Text section
After 2 years of speed camera operation on the Barcelona beltway, a significant decrease in the number of road traffic collisions was observed, not only on the beltway but also on the arterial roads. Before the installation of the speed cameras, probably as a result of other road safety media campaigns and actions, a decreasing general trend in the number of accidents had been evident in the city since the year 2000. This trend was taken into account in the time-series analysis.

Mean annual numbers of collisions occurring on the beltway during the preintervention and postintervention periods were 638 and 486, respectively; the corresponding means for the arterial roads were 2567 and 2394. Mean numbers of people injured yearly on the beltway in the preintervention and postintervention periods were 946 and 696, respectively; means for the arterial roads were 3254 and 3074. Finally, mean numbers of vehicles involved in beltway collisions yearly during the preintervention and postintervention periods were 1466 and 1108, respectively, and the corresponding means for the arterial roads were 5068 and 4658.

Ratios of collisions per 100000 vehicle-kilometers traveled on the beltway increased from 21.1 in 2001 to 21.6 in 2002 and then decreased to 17.2 in 2003 and 13.2 in 2004. On arterial roads, ratios of collisions per 100000 vehicle-kilometers traveled decreased from 100.2 to 93.2, 87.4, and 86.1 during 2001, 2002, 2003, and 2004 respectively.

Figure 1 shows numbers of road collisions according to monthly subseries. Preintervention and postintervention years are depicted for all monthly series. Numbers of beltway road collisions were consistently lower in the postintervention period than in the preintervention period. Trends were inconsistent on arterial roads.

Once we controlled for trends and seasonality by fitting Poisson distribution models, we observed a decrease of 27% in number of collisions and number of people injured and a decrease of 26% in number of vehicles involved in collisions. The RR of a road collision occurring on the beltway in the postintervention (vs preintervention) period was 0.73 (95% confidence interval [CI]=0.63, 0.85). That is, the speed cameras appeared to have a protective effect. The RR for the first year of intervention was 0.71 (95% CI=0.62, 0.82), and the effect increased in the second year (RR=0.61; 95% CI=0.5, 0.75). As can be seen in Table 1, RRs of injury were similar, as were values for vehicles involved in collisions. By contrast, on arterial roads, RRs of all 3 outcomes assessed were close to 1, indicating that there were no differences between the 2 periods.

The protective effect of speed cameras in reducing collisions was evident during both daytime and nighttime hours and on both weekdays and weekends; effects were greater in magnitude on weekends. RRs were similar for daytime (RR = 0.73; 95% CI = 0.61, 0.88) and nighttime (RR = 0.72; 95% CI = 0.52, 0.99) hours but were lower on weekends (RR = 0.66; 95% CI = 0.46, 0.94) than on weekdays (RR = 0.75; 95% CI = 0.62, 0.91).

Figure 2 shows monthly observed distributions of number of road collisions and expected distributions had speed cameras not been installed. There was a clear decrease in the number of beltway road collisions during the postintervention period, although the slope of the trend did not change (i.e., was not statistically significant). There was also a steady decrease in the number of arterial road collisions between 2001 and 2005, but again there was no change in the slope. Expected numbers of beltway collisions during the postintervention period were higher than the actual numbers observed, but no differences were apparent for arterial roads.

What to work on
Give back the speed camera findings between "Ratios of collisions per 100000 vehicle-kilometers traveled on" and "on arterial roads.", inclusive, and switch "beltway" to "ring road" in that part. The rows aren't needed for this work.

Information given
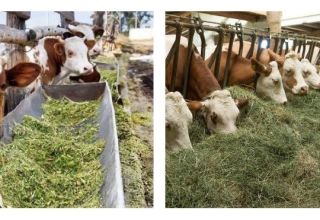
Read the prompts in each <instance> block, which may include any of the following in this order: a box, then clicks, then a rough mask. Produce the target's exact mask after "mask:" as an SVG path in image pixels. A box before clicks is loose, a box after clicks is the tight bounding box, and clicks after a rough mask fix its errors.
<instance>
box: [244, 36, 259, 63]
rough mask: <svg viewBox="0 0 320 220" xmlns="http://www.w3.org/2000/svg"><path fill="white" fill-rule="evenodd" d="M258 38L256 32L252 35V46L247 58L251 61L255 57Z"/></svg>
mask: <svg viewBox="0 0 320 220" xmlns="http://www.w3.org/2000/svg"><path fill="white" fill-rule="evenodd" d="M256 38H257V35H256V32H253V33H252V34H251V46H250V49H249V51H248V54H247V56H246V58H247V59H250V58H251V57H252V55H253V52H254V46H255V44H256Z"/></svg>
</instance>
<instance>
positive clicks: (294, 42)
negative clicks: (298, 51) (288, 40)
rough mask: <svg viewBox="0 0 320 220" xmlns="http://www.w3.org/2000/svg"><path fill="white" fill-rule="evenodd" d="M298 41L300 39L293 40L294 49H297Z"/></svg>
mask: <svg viewBox="0 0 320 220" xmlns="http://www.w3.org/2000/svg"><path fill="white" fill-rule="evenodd" d="M297 41H298V40H297V39H294V40H293V45H292V50H293V51H296V47H297V43H298V42H297Z"/></svg>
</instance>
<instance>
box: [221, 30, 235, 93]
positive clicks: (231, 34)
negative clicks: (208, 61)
mask: <svg viewBox="0 0 320 220" xmlns="http://www.w3.org/2000/svg"><path fill="white" fill-rule="evenodd" d="M234 36H235V33H231V34H230V40H229V48H228V55H227V61H226V67H225V69H224V77H223V85H222V88H225V87H226V86H227V85H228V81H229V74H230V66H231V54H232V46H233V41H234Z"/></svg>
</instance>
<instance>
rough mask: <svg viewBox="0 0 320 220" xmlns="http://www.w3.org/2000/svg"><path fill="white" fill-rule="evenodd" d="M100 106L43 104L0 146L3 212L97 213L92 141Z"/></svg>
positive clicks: (1, 194)
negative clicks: (27, 210)
mask: <svg viewBox="0 0 320 220" xmlns="http://www.w3.org/2000/svg"><path fill="white" fill-rule="evenodd" d="M99 104H100V101H90V102H83V103H74V102H71V101H68V100H53V99H51V100H49V101H47V102H46V103H45V104H44V105H43V108H44V115H43V116H42V118H41V119H40V120H38V119H35V118H32V117H30V116H26V117H25V118H24V120H23V123H22V124H21V125H17V127H16V128H15V136H14V140H13V142H12V143H11V144H9V145H6V146H0V194H1V195H2V197H3V201H4V205H5V206H9V207H100V206H101V205H100V194H99V190H100V188H101V185H102V179H103V171H102V169H101V165H100V162H99V155H100V154H101V152H102V149H103V147H104V143H103V142H102V141H97V140H96V135H97V131H98V122H97V120H96V118H97V110H98V107H99Z"/></svg>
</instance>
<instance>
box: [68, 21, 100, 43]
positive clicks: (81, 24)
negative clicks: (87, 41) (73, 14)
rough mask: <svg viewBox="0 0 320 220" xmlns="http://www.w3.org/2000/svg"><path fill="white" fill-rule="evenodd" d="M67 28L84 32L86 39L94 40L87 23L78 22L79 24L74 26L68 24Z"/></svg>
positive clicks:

Task result
Ratios of collisions per 100000 vehicle-kilometers traveled on the ring road increased from 21.1 in 2001 to 21.6 in 2002 and then decreased to 17.2 in 2003 and 13.2 in 2004. On arterial roads, ratios of collisions per 100000 vehicle-kilometers traveled decreased from 100.2 to 93.2, 87.4, and 86.1 during 2001, 2002, 2003, and 2004 respectively.

Figure 1 shows numbers of road collisions according to monthly subseries. Preintervention and postintervention years are depicted for all monthly series. Numbers of ring road road collisions were consistently lower in the postintervention period than in the preintervention period. Trends were inconsistent on arterial roads.